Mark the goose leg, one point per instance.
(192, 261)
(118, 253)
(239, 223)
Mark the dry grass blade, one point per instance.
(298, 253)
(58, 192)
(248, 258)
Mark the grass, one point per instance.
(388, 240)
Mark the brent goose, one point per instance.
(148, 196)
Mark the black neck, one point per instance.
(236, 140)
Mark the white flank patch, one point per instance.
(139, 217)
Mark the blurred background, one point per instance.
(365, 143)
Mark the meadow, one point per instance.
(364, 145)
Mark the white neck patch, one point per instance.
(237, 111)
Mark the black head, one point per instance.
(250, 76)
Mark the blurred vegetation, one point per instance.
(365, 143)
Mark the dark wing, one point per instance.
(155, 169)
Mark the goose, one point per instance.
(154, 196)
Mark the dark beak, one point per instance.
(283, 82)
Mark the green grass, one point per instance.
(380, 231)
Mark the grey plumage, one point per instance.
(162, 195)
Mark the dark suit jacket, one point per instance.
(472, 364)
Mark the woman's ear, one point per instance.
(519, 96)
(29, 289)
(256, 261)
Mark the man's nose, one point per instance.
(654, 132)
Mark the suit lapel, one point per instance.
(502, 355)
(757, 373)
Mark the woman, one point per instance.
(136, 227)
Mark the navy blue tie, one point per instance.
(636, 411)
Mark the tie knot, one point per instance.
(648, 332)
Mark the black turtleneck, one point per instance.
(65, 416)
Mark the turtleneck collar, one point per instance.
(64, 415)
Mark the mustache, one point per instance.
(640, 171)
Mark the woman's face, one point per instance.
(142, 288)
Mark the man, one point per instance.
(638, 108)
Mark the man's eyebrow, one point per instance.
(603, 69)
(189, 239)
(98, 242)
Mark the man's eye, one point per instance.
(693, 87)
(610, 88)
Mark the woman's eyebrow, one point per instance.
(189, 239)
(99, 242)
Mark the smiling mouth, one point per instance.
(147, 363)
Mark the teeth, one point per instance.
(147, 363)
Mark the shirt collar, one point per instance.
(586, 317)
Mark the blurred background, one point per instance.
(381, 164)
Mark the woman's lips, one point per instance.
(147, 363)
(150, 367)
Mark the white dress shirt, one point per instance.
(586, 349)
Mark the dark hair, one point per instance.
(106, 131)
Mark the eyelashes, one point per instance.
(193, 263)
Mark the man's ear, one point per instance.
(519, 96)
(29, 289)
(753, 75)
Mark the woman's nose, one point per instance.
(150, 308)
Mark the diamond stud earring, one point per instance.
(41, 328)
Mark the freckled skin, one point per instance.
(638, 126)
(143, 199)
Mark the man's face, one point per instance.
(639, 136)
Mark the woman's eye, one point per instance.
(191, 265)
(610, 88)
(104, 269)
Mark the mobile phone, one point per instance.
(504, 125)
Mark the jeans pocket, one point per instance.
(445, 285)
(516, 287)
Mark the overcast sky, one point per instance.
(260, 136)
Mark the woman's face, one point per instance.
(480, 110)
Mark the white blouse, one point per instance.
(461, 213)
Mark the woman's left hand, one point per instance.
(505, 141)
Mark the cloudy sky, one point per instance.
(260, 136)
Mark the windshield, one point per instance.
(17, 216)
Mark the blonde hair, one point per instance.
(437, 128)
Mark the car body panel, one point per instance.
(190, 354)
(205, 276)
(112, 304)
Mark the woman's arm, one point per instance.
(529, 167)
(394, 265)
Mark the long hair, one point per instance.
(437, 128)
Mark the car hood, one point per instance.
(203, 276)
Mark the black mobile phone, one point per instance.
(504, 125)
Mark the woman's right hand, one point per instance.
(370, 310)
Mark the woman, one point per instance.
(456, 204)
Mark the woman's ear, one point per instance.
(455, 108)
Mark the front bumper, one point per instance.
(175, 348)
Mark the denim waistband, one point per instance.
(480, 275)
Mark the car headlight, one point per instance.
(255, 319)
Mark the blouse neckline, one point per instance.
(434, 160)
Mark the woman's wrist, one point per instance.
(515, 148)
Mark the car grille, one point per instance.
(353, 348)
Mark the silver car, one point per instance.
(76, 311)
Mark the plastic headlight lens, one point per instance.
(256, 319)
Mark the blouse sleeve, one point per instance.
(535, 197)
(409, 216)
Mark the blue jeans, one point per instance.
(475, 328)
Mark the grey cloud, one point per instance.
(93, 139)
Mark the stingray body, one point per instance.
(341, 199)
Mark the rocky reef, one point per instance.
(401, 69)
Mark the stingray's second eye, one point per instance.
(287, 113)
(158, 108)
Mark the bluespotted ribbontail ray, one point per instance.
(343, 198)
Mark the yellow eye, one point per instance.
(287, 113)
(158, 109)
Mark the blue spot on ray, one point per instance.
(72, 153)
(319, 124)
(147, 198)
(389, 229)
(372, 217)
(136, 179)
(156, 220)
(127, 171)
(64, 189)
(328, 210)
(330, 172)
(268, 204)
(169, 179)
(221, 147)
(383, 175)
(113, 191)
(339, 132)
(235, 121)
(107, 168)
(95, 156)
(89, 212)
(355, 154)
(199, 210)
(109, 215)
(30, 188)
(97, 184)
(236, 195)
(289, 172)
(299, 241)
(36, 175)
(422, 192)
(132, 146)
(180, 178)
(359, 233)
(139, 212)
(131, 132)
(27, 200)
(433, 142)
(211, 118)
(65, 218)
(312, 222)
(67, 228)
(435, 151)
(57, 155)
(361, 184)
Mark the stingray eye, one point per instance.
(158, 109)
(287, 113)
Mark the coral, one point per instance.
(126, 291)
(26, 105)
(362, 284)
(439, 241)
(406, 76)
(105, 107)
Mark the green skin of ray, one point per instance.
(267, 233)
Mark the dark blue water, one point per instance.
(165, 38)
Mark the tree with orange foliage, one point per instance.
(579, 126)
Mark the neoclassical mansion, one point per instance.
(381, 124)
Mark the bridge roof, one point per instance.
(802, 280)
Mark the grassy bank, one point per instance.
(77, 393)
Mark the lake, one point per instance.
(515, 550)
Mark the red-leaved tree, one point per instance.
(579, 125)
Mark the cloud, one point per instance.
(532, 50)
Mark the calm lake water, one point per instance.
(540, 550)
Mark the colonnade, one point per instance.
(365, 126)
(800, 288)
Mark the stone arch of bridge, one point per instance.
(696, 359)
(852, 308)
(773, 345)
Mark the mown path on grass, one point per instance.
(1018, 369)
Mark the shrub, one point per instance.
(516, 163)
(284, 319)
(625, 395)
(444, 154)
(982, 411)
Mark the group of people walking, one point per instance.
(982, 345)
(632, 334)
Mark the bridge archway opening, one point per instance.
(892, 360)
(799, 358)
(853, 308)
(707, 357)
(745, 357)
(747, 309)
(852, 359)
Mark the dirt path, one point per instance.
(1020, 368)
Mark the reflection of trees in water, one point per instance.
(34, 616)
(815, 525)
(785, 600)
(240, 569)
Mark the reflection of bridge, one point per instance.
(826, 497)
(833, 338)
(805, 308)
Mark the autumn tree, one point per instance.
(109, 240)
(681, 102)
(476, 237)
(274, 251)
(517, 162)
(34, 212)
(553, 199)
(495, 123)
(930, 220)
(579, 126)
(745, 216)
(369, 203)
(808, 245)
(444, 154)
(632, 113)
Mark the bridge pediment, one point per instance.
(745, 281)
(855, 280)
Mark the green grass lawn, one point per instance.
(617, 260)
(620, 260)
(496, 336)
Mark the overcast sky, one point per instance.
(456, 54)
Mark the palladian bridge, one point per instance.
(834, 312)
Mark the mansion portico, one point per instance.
####
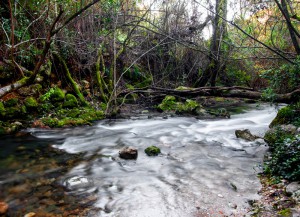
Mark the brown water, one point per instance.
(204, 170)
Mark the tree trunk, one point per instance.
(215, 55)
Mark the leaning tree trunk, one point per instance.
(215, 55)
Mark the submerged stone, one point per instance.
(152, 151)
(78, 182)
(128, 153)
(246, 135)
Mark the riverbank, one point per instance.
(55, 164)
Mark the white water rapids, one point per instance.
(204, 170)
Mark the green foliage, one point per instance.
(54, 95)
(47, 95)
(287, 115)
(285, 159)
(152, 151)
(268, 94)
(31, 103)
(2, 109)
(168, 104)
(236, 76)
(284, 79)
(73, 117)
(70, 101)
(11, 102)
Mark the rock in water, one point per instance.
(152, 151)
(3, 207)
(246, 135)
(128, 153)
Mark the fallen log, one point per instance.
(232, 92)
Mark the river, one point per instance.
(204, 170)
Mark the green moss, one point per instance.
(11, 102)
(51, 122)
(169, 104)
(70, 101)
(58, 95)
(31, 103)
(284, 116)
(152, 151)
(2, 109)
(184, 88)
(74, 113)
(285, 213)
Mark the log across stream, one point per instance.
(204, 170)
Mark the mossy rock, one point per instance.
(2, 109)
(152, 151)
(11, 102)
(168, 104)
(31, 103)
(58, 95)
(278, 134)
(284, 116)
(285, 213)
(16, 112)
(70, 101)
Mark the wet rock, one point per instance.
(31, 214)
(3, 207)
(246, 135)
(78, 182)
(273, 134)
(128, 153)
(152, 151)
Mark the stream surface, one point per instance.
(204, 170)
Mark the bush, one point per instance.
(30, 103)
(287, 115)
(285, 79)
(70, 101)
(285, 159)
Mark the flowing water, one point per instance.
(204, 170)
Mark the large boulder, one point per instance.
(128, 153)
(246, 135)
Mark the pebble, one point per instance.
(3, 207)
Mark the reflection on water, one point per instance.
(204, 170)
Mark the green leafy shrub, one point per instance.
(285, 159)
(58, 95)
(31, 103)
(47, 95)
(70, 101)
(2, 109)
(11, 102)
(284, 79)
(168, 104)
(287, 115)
####
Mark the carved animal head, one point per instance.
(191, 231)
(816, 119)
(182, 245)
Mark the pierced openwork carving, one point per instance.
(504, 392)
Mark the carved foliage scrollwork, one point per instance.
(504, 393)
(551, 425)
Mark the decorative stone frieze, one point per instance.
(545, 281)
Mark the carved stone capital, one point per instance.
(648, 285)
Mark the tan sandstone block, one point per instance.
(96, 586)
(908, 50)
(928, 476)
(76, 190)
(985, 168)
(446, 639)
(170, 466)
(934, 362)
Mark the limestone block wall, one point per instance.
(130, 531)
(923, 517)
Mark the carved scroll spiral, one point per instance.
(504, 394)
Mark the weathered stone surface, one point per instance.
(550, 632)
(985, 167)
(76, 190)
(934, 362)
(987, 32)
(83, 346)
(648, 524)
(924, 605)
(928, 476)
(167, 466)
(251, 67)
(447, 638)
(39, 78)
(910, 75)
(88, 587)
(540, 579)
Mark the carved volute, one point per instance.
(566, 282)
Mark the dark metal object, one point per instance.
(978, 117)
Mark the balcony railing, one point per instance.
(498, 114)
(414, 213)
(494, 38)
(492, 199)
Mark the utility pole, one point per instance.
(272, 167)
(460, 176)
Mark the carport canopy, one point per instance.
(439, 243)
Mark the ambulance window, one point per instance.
####
### REQUEST
Pull out every line of the entries that contains the word "shirt", and copy each one in full.

### RESPONSE
Mark the shirt collar, one point per instance.
Mark the white dress shirt, one point per instance.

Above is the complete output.